▶ [Exercise prompt] Output the complete listing. Match it exactly.

▶ [Supplied records]
——
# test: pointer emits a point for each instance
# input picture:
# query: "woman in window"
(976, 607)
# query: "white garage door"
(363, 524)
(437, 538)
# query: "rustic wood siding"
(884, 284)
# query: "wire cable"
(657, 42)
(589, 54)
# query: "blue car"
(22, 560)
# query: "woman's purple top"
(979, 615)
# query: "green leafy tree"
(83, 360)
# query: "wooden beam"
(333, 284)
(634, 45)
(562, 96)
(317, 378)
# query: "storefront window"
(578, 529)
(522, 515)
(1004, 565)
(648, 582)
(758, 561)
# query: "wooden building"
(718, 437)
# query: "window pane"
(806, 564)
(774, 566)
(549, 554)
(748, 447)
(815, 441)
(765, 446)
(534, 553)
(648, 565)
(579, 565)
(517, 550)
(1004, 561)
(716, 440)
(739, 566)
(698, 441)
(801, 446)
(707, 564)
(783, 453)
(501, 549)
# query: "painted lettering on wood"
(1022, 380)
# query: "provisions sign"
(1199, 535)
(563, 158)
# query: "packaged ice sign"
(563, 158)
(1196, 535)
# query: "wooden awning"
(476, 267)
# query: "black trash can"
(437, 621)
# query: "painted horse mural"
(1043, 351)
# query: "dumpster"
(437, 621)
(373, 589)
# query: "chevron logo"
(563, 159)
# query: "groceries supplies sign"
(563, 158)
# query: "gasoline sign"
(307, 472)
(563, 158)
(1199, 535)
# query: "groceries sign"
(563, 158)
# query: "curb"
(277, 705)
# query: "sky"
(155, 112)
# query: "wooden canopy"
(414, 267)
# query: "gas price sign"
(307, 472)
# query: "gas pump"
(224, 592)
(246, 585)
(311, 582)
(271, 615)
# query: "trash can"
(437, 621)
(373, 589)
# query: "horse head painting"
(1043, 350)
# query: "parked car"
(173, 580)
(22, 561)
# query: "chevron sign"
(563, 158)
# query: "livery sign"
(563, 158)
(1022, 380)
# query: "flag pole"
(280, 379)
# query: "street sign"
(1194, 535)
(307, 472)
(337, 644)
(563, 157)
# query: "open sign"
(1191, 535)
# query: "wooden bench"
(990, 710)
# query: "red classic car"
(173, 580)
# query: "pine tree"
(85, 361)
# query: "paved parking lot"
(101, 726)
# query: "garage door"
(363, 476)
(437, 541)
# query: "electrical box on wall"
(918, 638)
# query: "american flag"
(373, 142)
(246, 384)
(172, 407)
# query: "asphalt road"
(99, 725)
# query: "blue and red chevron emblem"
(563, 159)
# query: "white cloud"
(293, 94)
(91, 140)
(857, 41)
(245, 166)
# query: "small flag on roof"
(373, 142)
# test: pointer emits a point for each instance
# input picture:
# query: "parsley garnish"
——
▶ [Solution for this exercise]
# test: pointer emits a point for each instance
# input picture:
# query: "woman in window"
(976, 607)
# query: "white garage door"
(363, 524)
(437, 538)
# query: "rustic wood siding"
(884, 284)
# query: "wire cable"
(657, 42)
(589, 54)
# query: "blue car"
(22, 560)
# query: "woman's purple top"
(979, 615)
# query: "green leafy tree"
(83, 360)
# query: "wooden beam"
(333, 284)
(634, 45)
(562, 96)
(317, 378)
# query: "storefront window"
(578, 529)
(522, 515)
(1004, 565)
(648, 582)
(758, 561)
# query: "wooden building"
(718, 437)
# query: "window pane"
(806, 564)
(774, 566)
(549, 554)
(748, 447)
(815, 441)
(765, 446)
(534, 553)
(648, 565)
(579, 565)
(517, 550)
(1004, 561)
(716, 440)
(739, 566)
(698, 441)
(801, 446)
(707, 564)
(783, 453)
(501, 549)
# query: "painted lettering on wood"
(1022, 380)
# query: "provisions sign"
(1199, 535)
(563, 158)
# query: "packaged ice sign"
(563, 158)
(1196, 535)
# query: "wooden awning"
(476, 267)
# query: "black trash can"
(437, 621)
# query: "painted horse mural"
(1043, 351)
# query: "dumpster"
(437, 621)
(373, 589)
# query: "chevron logo"
(563, 159)
# query: "groceries supplies sign"
(563, 158)
# query: "gasoline sign"
(307, 472)
(563, 158)
(1199, 535)
# query: "groceries sign"
(563, 158)
# query: "curb"
(277, 705)
# query: "sky"
(155, 112)
# query: "wooden canopy"
(414, 267)
# query: "gas price sign"
(307, 472)
# query: "gas pump"
(224, 592)
(246, 585)
(311, 582)
(271, 615)
# query: "trash can"
(437, 621)
(373, 589)
# query: "horse head painting"
(1043, 350)
# query: "parked car"
(173, 580)
(22, 561)
# query: "chevron sign"
(563, 158)
# query: "livery sign"
(563, 158)
(1022, 380)
# query: "flag pole"
(280, 379)
# query: "street sign"
(1194, 535)
(307, 472)
(337, 644)
(563, 157)
# query: "open sign"
(1191, 535)
# query: "wooden bench"
(990, 710)
# query: "red classic car"
(173, 580)
# query: "pine tree"
(85, 361)
# query: "paved parking lot"
(101, 726)
# query: "garage door"
(363, 476)
(437, 541)
# query: "electrical box on wall"
(918, 638)
# query: "american flag"
(373, 142)
(246, 384)
(172, 407)
# query: "asphalt road"
(99, 725)
# query: "blue and red chevron emblem"
(563, 159)
# query: "white cloud"
(293, 94)
(91, 140)
(857, 41)
(245, 166)
# query: "small flag on roof"
(373, 142)
# test: pointer emits a point for each instance
# input picture:
# query: "parsley garnish"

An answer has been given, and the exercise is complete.